**The task**
Reproduce the material from its first line through the line that contains "[(139, 66), (231, 19), (178, 31), (58, 22)]", renaming every occurrence of "tree branch" to "tree limb" and leaving everything else unchanged. Omit the pictures from your answer.
───── Material provided
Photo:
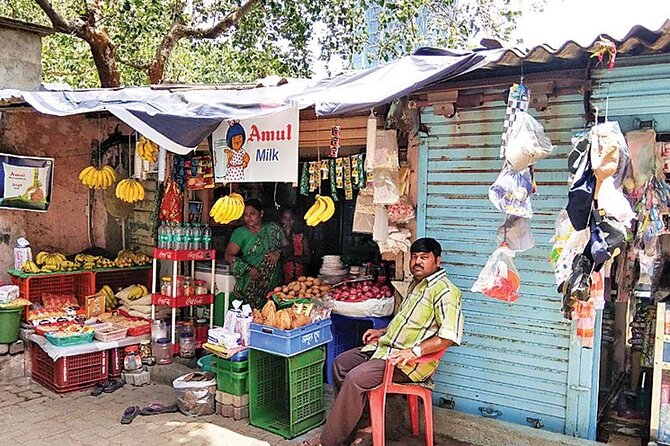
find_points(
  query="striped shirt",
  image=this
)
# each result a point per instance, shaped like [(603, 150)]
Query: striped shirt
[(432, 307)]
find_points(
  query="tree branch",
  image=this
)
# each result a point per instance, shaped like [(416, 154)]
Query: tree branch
[(139, 66), (231, 19), (178, 31), (58, 22)]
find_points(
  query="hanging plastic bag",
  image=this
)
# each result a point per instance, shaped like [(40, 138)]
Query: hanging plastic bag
[(580, 195), (573, 246), (499, 278), (511, 191), (515, 233), (401, 212), (527, 143), (614, 203)]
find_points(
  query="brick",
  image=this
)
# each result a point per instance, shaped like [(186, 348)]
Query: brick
[(233, 400), (16, 348), (240, 413)]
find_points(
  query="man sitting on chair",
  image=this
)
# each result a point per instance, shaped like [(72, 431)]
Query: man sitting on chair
[(429, 320)]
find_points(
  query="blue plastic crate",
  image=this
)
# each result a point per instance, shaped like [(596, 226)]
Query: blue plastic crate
[(289, 342)]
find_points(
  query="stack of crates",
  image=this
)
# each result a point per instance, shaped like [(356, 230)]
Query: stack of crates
[(32, 287), (286, 393), (69, 373)]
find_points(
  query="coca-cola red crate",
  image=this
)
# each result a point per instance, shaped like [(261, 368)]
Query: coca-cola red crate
[(115, 362), (116, 278), (69, 373), (33, 286)]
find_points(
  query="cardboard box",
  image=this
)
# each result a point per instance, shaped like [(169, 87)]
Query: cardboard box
[(94, 305)]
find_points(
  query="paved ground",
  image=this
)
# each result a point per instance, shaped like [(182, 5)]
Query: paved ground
[(31, 414)]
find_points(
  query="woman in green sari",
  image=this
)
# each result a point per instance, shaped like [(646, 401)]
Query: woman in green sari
[(254, 251)]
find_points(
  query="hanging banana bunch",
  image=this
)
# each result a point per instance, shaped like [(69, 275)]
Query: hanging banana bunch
──────────
**Task solution**
Photo:
find_points(
  query="striped shirt",
  image=this
)
# each result a point per instance, shaped like [(603, 150)]
Query: striped shirt
[(432, 307)]
find_points(
  query="tree limb",
  image=this
)
# each result a point per instance, shaped like [(416, 154)]
Query: tree limb
[(139, 66), (231, 19), (178, 31), (58, 22)]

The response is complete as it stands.